WORK TO BE COMPLETED = Write out exactly the lines between the line containing "If you would be willing to tag the white plastic" and the end of the records, counting both ends, and leave out all pictures.

=== EXERCISE MATERIAL ===

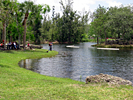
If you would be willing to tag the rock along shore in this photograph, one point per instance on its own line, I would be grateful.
(105, 78)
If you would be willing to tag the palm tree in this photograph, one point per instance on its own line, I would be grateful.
(6, 12)
(26, 7)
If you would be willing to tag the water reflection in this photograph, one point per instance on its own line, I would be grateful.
(85, 61)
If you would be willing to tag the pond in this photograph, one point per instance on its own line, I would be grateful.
(78, 63)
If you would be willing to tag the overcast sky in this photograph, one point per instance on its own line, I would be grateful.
(83, 5)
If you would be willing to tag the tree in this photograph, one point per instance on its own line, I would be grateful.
(6, 13)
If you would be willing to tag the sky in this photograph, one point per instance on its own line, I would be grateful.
(82, 5)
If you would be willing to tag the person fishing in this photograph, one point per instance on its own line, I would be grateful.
(50, 46)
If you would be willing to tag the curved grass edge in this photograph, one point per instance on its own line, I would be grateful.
(20, 84)
(112, 46)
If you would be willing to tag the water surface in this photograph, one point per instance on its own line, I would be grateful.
(79, 63)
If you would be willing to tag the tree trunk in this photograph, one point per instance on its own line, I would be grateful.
(97, 40)
(24, 35)
(4, 34)
(105, 37)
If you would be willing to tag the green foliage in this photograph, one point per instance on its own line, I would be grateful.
(114, 22)
(20, 84)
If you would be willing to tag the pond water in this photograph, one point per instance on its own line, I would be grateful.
(78, 63)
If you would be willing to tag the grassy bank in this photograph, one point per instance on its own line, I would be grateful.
(20, 84)
(113, 46)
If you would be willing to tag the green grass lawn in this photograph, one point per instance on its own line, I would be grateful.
(20, 84)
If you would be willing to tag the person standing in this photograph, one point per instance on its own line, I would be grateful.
(50, 46)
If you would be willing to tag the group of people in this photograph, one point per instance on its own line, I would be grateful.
(12, 45)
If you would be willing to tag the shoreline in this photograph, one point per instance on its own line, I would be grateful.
(112, 46)
(19, 83)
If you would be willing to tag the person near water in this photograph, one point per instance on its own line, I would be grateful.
(50, 46)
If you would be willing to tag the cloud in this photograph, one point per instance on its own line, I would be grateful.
(113, 3)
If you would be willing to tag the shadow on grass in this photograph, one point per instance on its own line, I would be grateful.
(7, 51)
(4, 66)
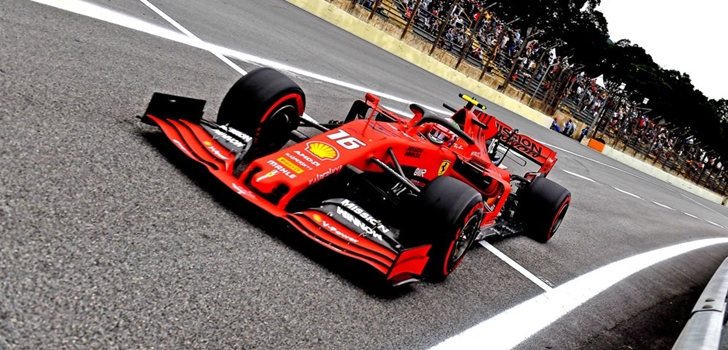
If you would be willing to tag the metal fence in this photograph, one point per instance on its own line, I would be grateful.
(544, 83)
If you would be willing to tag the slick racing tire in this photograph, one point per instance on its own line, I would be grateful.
(543, 207)
(449, 216)
(266, 105)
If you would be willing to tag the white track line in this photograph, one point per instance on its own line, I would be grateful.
(627, 193)
(579, 284)
(191, 36)
(533, 278)
(661, 205)
(209, 48)
(593, 160)
(701, 204)
(511, 327)
(714, 224)
(103, 14)
(690, 215)
(577, 175)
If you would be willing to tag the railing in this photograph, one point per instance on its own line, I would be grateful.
(544, 85)
(705, 326)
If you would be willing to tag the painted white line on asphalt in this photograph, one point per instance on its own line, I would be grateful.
(661, 205)
(511, 327)
(577, 175)
(592, 160)
(714, 224)
(700, 204)
(690, 215)
(103, 14)
(533, 278)
(191, 36)
(627, 193)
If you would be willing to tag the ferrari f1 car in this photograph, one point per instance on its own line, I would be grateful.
(407, 195)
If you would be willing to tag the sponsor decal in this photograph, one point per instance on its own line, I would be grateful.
(283, 170)
(231, 140)
(358, 223)
(184, 149)
(320, 176)
(333, 229)
(216, 152)
(521, 143)
(266, 176)
(322, 150)
(305, 157)
(364, 215)
(443, 167)
(345, 140)
(413, 152)
(298, 161)
(288, 164)
(241, 191)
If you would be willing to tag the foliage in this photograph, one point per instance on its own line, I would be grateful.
(583, 30)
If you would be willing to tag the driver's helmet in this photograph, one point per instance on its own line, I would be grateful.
(437, 134)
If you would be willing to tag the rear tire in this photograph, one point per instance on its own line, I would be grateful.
(265, 104)
(448, 216)
(543, 207)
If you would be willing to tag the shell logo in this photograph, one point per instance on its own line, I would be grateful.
(322, 150)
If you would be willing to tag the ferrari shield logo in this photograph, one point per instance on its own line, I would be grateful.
(443, 167)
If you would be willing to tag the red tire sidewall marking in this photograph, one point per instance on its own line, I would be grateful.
(446, 271)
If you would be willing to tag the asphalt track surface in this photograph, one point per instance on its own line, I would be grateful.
(110, 239)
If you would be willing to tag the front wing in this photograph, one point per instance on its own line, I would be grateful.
(220, 150)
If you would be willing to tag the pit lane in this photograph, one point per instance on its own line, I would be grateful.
(110, 238)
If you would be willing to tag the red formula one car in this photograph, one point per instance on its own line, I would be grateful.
(406, 195)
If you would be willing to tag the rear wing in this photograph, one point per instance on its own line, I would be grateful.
(521, 144)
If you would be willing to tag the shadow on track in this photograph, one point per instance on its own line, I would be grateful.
(358, 274)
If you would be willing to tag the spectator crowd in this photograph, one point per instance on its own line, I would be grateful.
(473, 30)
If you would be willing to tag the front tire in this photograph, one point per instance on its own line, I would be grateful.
(265, 104)
(449, 213)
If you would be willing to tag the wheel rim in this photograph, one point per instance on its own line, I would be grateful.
(269, 135)
(558, 219)
(464, 239)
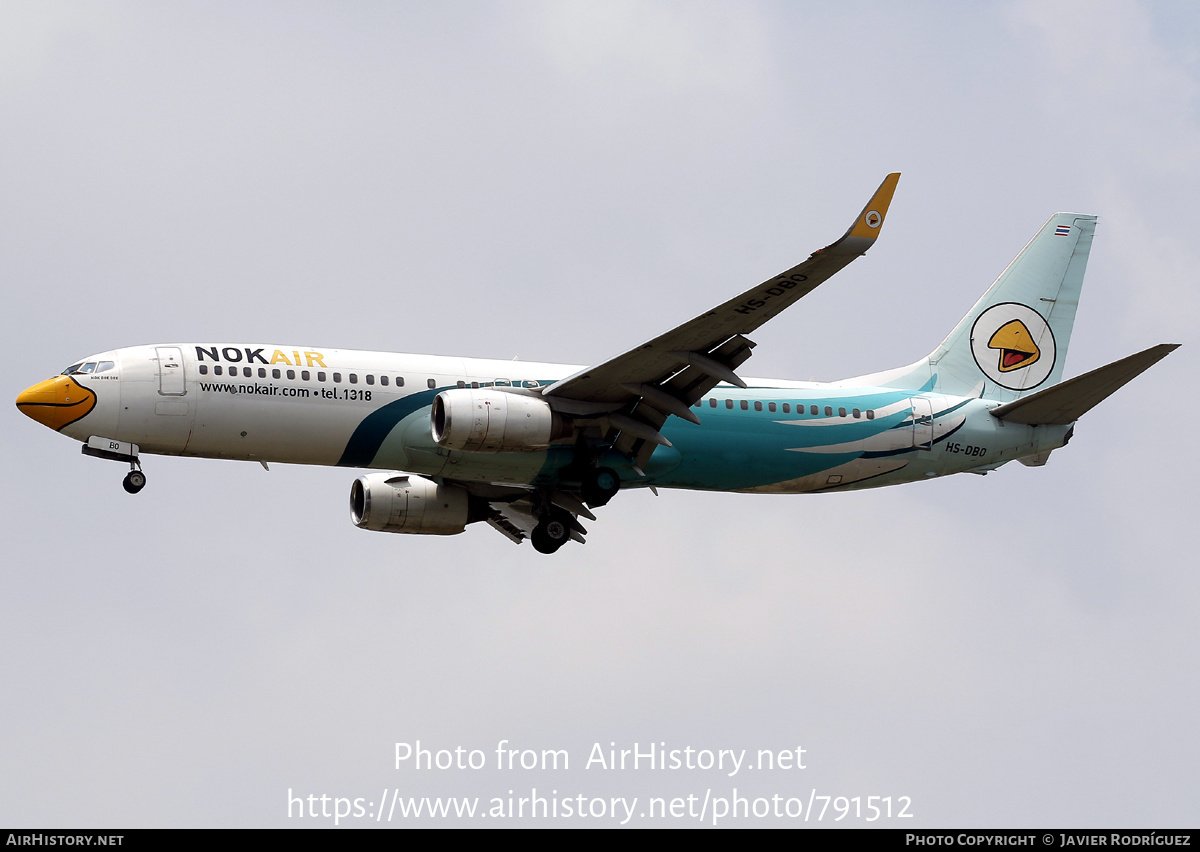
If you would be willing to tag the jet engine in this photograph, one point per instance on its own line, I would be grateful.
(486, 420)
(405, 503)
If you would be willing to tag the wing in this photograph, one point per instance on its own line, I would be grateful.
(633, 395)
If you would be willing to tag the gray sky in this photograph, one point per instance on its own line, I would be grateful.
(562, 181)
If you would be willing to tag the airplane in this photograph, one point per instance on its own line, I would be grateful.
(532, 448)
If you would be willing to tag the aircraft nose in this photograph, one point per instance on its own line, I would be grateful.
(57, 402)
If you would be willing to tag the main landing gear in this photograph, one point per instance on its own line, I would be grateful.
(552, 531)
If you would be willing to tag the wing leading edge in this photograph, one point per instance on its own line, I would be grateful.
(633, 395)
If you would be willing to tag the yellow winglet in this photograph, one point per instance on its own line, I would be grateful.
(871, 219)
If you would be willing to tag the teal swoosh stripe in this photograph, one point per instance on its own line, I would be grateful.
(375, 429)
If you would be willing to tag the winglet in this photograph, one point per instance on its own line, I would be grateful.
(871, 219)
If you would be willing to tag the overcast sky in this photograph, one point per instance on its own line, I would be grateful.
(559, 181)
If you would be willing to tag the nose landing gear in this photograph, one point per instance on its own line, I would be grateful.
(135, 480)
(119, 451)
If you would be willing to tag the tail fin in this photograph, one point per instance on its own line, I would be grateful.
(1015, 337)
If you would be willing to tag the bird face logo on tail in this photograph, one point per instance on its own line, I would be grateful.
(1013, 346)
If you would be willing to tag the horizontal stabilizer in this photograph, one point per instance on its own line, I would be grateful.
(1071, 400)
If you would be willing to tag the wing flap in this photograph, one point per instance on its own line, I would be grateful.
(660, 359)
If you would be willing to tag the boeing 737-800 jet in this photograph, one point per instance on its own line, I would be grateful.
(532, 448)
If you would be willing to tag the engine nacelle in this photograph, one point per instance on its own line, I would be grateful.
(405, 503)
(487, 420)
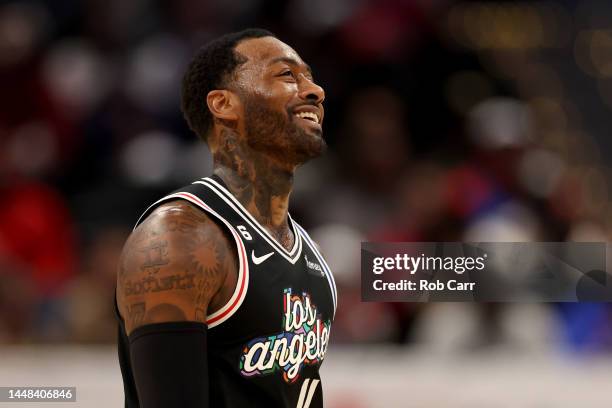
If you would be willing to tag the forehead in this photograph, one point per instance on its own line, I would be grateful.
(266, 49)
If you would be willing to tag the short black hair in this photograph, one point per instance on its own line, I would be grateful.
(210, 69)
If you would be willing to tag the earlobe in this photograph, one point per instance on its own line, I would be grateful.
(222, 104)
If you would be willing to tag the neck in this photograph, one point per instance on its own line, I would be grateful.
(261, 184)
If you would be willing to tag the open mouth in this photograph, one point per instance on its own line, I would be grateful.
(311, 116)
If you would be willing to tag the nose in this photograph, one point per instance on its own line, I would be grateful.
(310, 91)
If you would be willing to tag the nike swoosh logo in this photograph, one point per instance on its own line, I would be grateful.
(259, 259)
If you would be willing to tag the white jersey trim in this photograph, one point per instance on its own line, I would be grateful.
(242, 284)
(291, 256)
(326, 269)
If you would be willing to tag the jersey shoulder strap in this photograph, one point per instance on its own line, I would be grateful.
(196, 195)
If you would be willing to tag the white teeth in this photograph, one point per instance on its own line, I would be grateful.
(308, 115)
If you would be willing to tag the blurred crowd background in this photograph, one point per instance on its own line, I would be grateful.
(446, 121)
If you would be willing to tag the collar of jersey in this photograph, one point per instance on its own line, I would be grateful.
(292, 256)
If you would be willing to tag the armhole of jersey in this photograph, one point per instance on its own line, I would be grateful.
(242, 283)
(319, 256)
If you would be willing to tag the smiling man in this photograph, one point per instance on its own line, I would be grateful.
(223, 299)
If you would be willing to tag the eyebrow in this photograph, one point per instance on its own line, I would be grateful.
(291, 61)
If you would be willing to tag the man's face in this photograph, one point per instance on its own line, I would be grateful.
(282, 106)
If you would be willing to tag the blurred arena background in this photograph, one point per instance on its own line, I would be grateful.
(446, 120)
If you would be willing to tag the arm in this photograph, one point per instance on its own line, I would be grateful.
(176, 267)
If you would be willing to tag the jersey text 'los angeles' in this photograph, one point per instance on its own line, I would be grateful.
(266, 344)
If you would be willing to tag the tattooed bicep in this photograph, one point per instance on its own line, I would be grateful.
(172, 266)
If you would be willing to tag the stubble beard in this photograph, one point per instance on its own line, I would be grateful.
(278, 133)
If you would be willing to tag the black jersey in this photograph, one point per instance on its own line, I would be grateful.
(265, 346)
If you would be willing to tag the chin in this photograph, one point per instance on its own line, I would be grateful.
(313, 145)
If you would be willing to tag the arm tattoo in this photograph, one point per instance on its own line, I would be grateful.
(173, 266)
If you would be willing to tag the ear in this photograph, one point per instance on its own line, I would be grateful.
(223, 104)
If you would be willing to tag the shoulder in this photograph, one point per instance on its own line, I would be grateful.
(173, 266)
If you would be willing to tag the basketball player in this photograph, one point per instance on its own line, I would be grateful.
(223, 299)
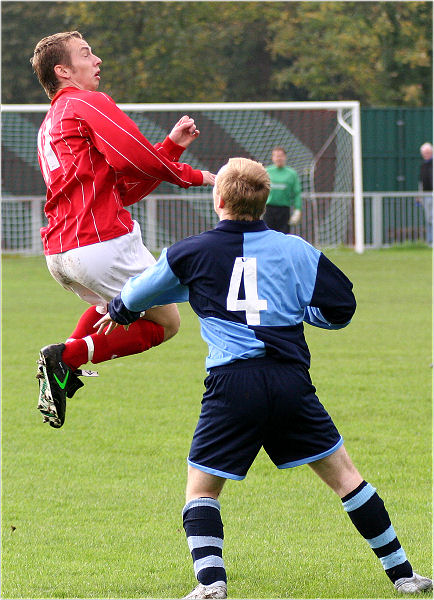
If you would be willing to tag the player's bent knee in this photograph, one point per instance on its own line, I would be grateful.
(166, 316)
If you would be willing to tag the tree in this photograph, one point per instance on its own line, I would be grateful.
(379, 53)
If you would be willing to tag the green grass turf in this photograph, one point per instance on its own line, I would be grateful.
(93, 510)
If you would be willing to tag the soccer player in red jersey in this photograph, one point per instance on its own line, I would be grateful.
(95, 161)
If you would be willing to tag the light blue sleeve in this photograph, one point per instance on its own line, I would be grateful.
(157, 285)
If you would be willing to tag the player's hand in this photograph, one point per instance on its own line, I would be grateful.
(208, 178)
(296, 217)
(184, 131)
(105, 321)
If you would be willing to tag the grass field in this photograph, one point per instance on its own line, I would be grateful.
(93, 510)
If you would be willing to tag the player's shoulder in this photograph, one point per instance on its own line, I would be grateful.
(81, 99)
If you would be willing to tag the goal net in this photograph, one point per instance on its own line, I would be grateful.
(321, 139)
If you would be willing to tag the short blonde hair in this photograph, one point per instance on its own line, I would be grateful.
(51, 51)
(244, 185)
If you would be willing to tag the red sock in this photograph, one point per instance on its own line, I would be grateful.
(140, 336)
(85, 323)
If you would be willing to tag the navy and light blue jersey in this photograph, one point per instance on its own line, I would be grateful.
(251, 287)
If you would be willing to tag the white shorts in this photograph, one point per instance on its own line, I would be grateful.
(98, 272)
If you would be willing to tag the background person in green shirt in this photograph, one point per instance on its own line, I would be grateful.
(285, 193)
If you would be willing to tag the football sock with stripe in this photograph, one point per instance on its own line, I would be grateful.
(85, 323)
(204, 529)
(368, 514)
(139, 337)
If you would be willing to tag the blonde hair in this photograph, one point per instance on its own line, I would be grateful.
(244, 185)
(49, 52)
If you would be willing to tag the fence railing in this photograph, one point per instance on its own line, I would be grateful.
(327, 219)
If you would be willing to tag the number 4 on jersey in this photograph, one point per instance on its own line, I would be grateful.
(251, 304)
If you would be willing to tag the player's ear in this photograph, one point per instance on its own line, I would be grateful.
(61, 71)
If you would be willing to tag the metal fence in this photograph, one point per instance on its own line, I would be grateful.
(389, 218)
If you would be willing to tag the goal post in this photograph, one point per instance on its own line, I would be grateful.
(321, 139)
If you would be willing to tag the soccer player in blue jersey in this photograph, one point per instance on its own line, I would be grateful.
(252, 288)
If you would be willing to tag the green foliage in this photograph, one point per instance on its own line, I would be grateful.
(377, 52)
(93, 510)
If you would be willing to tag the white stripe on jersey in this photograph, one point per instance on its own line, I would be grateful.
(155, 155)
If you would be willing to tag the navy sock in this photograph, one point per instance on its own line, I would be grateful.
(368, 514)
(204, 529)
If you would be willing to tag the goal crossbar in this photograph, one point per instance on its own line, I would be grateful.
(322, 140)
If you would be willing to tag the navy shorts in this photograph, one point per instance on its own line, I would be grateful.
(256, 403)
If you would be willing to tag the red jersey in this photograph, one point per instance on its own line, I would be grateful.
(95, 161)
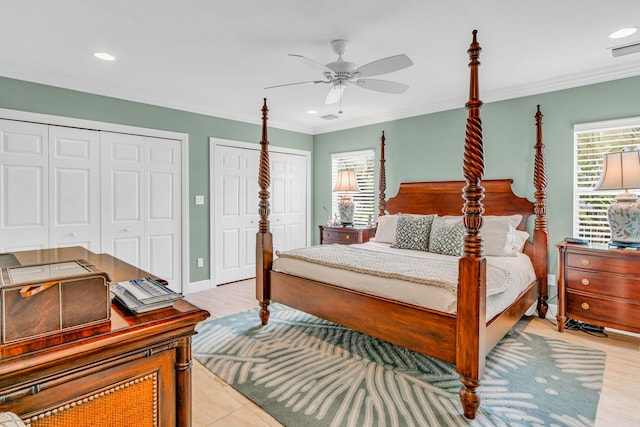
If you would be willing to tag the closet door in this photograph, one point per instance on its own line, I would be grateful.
(289, 200)
(235, 208)
(123, 201)
(163, 199)
(236, 213)
(74, 187)
(24, 214)
(142, 203)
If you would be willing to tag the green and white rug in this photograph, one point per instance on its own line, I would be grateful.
(305, 371)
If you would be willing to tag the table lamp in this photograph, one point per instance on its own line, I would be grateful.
(622, 172)
(347, 184)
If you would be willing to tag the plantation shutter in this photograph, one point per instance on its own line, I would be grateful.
(592, 141)
(362, 163)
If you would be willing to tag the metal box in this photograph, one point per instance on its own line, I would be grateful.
(46, 299)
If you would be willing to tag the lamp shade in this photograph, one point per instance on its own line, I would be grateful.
(621, 171)
(346, 182)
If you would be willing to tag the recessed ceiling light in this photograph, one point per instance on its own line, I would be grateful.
(624, 32)
(104, 56)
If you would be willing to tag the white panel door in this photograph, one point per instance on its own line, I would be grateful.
(142, 203)
(235, 217)
(74, 187)
(123, 200)
(163, 209)
(24, 158)
(289, 200)
(236, 213)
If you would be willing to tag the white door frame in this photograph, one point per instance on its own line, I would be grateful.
(49, 119)
(213, 144)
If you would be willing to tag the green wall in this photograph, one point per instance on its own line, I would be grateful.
(427, 147)
(430, 147)
(26, 96)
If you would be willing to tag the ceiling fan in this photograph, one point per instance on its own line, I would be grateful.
(340, 73)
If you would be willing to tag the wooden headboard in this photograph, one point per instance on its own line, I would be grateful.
(445, 198)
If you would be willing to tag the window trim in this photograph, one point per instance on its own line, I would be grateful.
(368, 155)
(581, 128)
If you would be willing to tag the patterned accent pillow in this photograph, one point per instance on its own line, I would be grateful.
(412, 232)
(447, 238)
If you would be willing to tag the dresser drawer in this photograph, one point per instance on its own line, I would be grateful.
(345, 235)
(335, 235)
(603, 284)
(594, 262)
(606, 312)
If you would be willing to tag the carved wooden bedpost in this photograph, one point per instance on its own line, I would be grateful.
(264, 240)
(471, 323)
(382, 180)
(540, 233)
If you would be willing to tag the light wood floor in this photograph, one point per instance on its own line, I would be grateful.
(217, 404)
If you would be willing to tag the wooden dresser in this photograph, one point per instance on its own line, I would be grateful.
(345, 235)
(599, 285)
(136, 373)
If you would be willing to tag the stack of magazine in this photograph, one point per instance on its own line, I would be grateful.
(144, 294)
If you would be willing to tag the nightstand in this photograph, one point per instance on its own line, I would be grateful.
(345, 235)
(599, 285)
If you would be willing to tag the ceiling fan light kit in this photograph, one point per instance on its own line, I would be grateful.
(341, 73)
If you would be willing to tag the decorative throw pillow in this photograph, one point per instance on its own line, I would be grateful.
(386, 229)
(498, 233)
(520, 238)
(447, 238)
(412, 232)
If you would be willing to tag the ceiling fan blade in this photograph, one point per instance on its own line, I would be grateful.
(313, 64)
(298, 83)
(382, 85)
(384, 66)
(334, 94)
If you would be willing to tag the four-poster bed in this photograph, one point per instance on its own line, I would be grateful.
(462, 337)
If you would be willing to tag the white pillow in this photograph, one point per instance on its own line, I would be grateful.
(520, 238)
(386, 230)
(498, 233)
(498, 236)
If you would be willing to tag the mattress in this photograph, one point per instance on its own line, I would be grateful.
(520, 275)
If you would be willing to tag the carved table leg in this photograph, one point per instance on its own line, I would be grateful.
(469, 398)
(183, 382)
(264, 312)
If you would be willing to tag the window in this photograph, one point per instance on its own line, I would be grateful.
(592, 141)
(362, 163)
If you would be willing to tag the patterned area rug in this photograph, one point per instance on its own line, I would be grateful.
(305, 371)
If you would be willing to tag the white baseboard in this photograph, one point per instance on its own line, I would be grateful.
(552, 311)
(202, 285)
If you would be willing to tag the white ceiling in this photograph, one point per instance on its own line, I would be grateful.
(216, 57)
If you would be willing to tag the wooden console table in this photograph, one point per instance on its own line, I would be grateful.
(137, 373)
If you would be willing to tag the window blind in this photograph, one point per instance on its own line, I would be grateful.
(592, 141)
(362, 163)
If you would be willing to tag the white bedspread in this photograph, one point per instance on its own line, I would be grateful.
(516, 272)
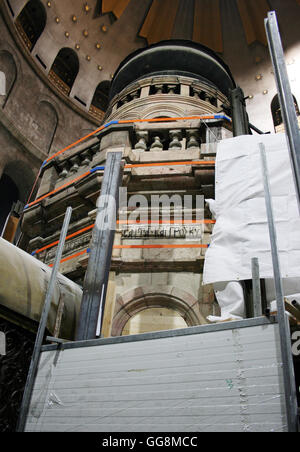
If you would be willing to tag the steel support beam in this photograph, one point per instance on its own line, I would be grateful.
(42, 326)
(257, 301)
(285, 96)
(284, 327)
(97, 274)
(239, 115)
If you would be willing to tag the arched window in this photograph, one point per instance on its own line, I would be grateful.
(31, 22)
(64, 70)
(100, 100)
(9, 194)
(277, 115)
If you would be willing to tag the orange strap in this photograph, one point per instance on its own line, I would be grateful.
(128, 222)
(122, 247)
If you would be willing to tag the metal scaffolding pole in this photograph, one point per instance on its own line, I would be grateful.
(42, 326)
(285, 96)
(97, 274)
(239, 114)
(284, 327)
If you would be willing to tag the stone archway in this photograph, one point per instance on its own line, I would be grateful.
(139, 299)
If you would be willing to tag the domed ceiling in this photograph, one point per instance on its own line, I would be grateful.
(103, 32)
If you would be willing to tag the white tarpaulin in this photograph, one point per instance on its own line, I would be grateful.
(241, 230)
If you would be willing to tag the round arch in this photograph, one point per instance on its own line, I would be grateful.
(142, 298)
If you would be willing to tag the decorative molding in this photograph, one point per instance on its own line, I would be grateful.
(117, 7)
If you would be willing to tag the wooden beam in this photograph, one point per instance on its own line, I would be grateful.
(117, 7)
(253, 13)
(207, 24)
(159, 23)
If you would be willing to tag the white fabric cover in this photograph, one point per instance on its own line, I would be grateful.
(241, 230)
(230, 297)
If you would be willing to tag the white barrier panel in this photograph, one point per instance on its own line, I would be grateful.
(210, 378)
(241, 230)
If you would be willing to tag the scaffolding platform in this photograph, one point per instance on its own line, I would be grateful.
(224, 377)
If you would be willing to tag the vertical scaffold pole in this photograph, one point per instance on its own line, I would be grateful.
(42, 326)
(284, 327)
(97, 274)
(285, 96)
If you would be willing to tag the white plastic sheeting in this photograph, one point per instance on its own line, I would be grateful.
(241, 230)
(230, 297)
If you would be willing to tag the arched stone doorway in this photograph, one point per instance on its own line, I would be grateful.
(154, 319)
(155, 309)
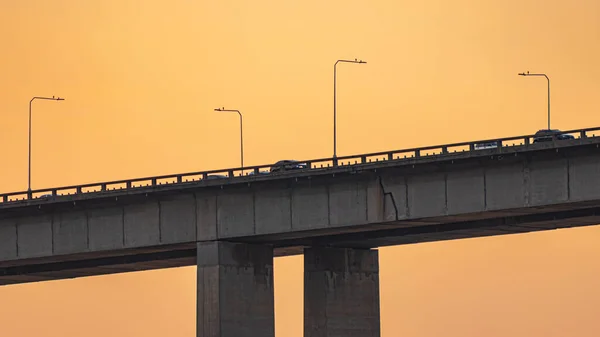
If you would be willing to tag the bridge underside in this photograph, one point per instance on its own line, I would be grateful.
(364, 237)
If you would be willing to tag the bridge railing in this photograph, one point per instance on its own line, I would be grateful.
(494, 144)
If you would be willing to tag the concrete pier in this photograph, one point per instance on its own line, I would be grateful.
(341, 292)
(235, 290)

===

TASK RESPONSE =
If you would be willing to tag the white plastic sheeting in this photograph, one point per instance on its own line, I would be grateful.
(241, 230)
(230, 297)
If you would be willing to tag the arched stone doorway in this photograph, one point per instance on its own line, I would be grateful.
(154, 319)
(155, 309)
If you would be willing to tag the bridge underside in this photograph, one point per instance on its own line, I would be grateful.
(364, 237)
If you would be willing to tag the bridge railing in this photograph, one point per instance on its own line, I would be grateful.
(494, 144)
If you would be willing to tag the concrete pier in this photograph, one point per instance on its own line, I would be grateful.
(341, 292)
(235, 290)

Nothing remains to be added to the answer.